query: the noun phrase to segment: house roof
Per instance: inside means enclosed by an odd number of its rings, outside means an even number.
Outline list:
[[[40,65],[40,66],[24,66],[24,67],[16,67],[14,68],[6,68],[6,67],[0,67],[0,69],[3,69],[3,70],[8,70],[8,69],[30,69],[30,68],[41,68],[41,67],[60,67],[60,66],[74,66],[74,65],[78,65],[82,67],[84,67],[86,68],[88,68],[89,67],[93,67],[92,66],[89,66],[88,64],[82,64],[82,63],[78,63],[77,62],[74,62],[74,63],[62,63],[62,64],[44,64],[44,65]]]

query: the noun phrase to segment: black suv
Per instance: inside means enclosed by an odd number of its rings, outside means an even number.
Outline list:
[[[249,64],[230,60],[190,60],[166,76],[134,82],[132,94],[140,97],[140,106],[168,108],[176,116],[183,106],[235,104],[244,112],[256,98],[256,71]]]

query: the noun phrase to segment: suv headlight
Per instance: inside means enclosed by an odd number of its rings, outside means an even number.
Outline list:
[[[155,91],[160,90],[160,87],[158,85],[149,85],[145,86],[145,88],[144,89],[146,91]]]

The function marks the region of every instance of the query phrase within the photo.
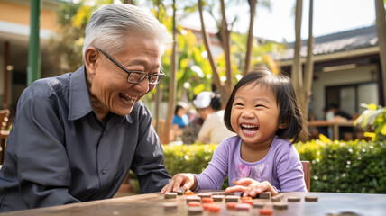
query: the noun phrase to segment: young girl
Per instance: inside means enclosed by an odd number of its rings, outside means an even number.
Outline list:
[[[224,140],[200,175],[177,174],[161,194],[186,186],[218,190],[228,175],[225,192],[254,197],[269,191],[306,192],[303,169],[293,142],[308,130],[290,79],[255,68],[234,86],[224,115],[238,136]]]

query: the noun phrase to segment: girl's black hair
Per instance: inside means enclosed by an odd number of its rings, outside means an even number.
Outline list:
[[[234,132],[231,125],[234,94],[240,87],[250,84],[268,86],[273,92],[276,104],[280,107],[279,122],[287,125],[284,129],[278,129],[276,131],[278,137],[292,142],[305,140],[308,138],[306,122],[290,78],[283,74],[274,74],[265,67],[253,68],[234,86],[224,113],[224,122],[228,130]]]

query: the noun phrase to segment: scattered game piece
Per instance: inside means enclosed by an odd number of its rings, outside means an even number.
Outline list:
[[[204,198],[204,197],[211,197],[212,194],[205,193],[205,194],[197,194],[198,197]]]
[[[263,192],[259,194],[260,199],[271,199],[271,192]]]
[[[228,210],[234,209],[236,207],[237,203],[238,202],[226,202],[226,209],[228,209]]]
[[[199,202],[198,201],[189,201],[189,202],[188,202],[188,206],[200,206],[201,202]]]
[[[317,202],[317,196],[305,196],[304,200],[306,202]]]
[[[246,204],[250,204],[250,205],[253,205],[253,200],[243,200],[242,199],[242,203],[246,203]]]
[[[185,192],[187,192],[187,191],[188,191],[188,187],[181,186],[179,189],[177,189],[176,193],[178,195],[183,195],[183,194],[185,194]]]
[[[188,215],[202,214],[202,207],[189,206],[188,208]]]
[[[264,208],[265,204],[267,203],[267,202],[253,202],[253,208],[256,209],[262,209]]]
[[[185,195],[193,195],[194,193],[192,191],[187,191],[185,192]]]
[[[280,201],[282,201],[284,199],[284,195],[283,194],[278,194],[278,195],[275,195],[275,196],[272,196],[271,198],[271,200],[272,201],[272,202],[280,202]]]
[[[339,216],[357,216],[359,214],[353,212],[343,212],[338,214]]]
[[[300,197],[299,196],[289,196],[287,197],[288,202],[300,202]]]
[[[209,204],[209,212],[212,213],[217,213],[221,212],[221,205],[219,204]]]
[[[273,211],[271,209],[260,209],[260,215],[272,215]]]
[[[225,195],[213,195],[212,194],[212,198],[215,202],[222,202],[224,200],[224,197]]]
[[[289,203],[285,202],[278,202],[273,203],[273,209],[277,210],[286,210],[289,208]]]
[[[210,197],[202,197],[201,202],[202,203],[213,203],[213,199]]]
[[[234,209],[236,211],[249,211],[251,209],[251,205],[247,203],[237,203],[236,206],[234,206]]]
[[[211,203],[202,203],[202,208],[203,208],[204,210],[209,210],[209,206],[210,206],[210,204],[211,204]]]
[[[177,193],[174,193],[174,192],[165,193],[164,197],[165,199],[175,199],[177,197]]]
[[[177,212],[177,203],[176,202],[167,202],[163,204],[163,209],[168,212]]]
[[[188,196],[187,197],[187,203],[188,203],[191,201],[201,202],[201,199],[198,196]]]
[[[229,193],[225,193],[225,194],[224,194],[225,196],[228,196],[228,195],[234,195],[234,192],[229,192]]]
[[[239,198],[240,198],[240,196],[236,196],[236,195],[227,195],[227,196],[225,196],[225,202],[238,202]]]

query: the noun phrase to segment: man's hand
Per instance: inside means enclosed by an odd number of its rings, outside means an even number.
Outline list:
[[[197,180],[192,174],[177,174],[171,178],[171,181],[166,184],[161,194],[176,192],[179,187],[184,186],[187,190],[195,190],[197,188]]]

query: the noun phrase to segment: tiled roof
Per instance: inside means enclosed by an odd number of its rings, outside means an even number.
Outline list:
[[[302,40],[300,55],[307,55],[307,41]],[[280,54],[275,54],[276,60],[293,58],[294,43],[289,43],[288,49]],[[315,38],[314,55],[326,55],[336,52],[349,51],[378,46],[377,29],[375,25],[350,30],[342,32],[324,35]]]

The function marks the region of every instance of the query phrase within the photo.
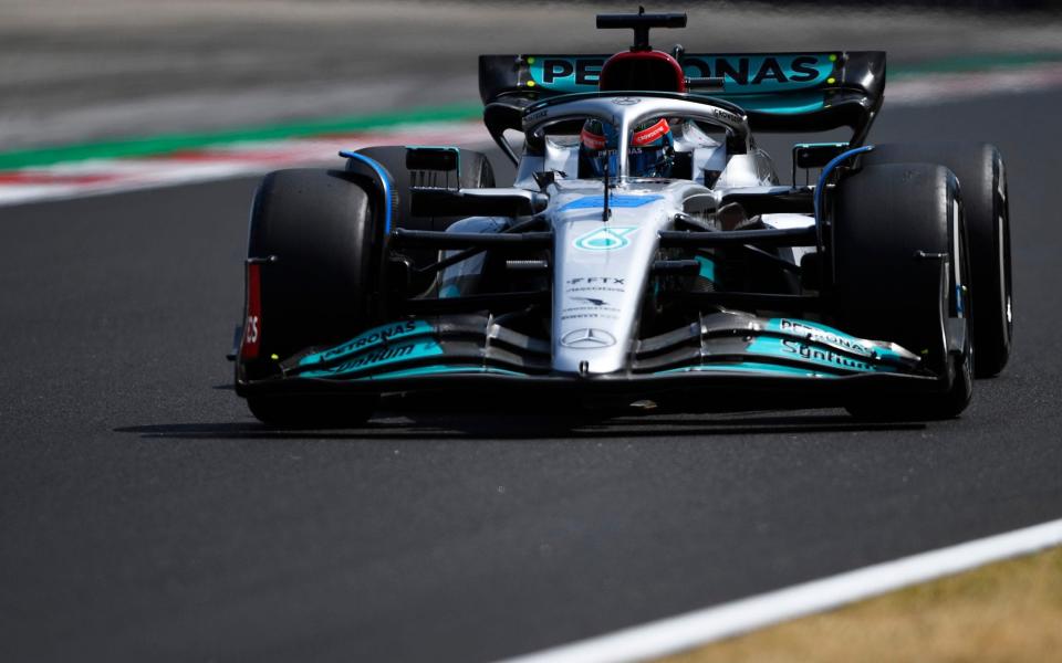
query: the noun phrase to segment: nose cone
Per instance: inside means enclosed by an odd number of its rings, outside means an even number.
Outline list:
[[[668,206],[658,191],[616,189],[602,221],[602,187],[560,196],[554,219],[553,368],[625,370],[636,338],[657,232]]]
------------------------------------------------------------------------
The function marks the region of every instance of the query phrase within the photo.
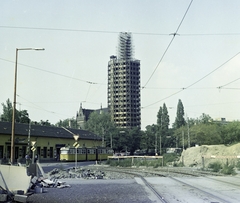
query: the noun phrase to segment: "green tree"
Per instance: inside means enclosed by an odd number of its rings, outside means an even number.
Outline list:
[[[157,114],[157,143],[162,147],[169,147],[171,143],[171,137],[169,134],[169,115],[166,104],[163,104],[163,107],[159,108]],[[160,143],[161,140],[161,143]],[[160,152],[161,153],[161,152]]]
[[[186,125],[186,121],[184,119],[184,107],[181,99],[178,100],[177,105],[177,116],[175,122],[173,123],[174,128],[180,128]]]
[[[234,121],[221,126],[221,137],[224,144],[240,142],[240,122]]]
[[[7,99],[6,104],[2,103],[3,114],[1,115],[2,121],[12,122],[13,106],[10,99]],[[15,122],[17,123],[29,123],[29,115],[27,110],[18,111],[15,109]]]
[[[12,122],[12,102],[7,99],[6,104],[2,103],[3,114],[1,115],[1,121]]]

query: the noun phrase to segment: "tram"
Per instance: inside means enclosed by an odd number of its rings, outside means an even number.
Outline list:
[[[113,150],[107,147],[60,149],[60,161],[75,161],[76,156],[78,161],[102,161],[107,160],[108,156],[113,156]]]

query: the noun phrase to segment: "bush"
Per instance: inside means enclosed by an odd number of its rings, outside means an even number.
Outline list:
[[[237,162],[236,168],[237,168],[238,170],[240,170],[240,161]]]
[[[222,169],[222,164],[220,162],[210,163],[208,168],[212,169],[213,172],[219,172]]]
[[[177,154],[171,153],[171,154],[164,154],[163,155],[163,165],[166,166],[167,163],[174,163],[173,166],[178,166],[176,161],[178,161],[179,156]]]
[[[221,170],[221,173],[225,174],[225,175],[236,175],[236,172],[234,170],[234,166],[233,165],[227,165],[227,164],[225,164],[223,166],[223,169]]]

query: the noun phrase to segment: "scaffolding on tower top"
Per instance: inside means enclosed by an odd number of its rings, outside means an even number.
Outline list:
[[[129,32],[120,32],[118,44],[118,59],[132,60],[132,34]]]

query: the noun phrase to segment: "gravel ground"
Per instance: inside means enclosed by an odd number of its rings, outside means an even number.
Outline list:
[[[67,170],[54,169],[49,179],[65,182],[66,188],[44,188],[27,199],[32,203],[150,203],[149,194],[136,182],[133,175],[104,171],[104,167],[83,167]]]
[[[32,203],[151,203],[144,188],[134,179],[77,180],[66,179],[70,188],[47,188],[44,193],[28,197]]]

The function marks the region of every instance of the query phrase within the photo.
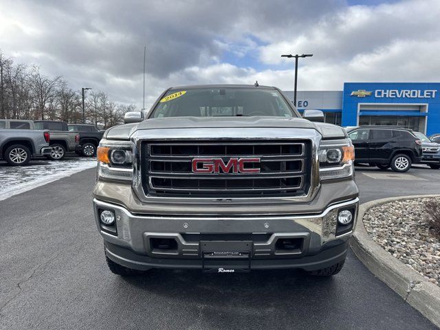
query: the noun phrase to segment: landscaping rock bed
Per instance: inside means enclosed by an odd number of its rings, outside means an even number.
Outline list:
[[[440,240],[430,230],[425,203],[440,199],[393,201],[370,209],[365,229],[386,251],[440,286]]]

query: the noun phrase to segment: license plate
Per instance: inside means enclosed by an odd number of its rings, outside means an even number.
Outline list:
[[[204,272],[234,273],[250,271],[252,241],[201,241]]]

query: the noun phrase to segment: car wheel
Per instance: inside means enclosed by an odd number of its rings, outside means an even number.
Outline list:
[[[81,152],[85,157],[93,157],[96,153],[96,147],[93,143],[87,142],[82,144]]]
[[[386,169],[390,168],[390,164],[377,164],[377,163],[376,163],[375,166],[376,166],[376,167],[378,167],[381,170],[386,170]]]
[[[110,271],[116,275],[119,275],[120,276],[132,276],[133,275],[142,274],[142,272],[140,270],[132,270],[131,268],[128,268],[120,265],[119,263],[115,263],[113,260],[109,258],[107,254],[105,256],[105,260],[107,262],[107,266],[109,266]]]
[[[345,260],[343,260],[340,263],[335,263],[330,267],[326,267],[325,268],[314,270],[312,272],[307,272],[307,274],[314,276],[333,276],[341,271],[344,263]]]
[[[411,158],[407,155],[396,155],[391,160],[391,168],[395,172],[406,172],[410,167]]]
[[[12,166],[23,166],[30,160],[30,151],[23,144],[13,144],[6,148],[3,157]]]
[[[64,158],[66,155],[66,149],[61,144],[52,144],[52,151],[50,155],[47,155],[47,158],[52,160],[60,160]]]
------------------------------------------------------------------------
Given task :: Show each line of the material that contains the string "black". Case counts.

Expected output ::
query: the noun phrase to segment: black suv
query: the noun phrase to segment: girl's black hair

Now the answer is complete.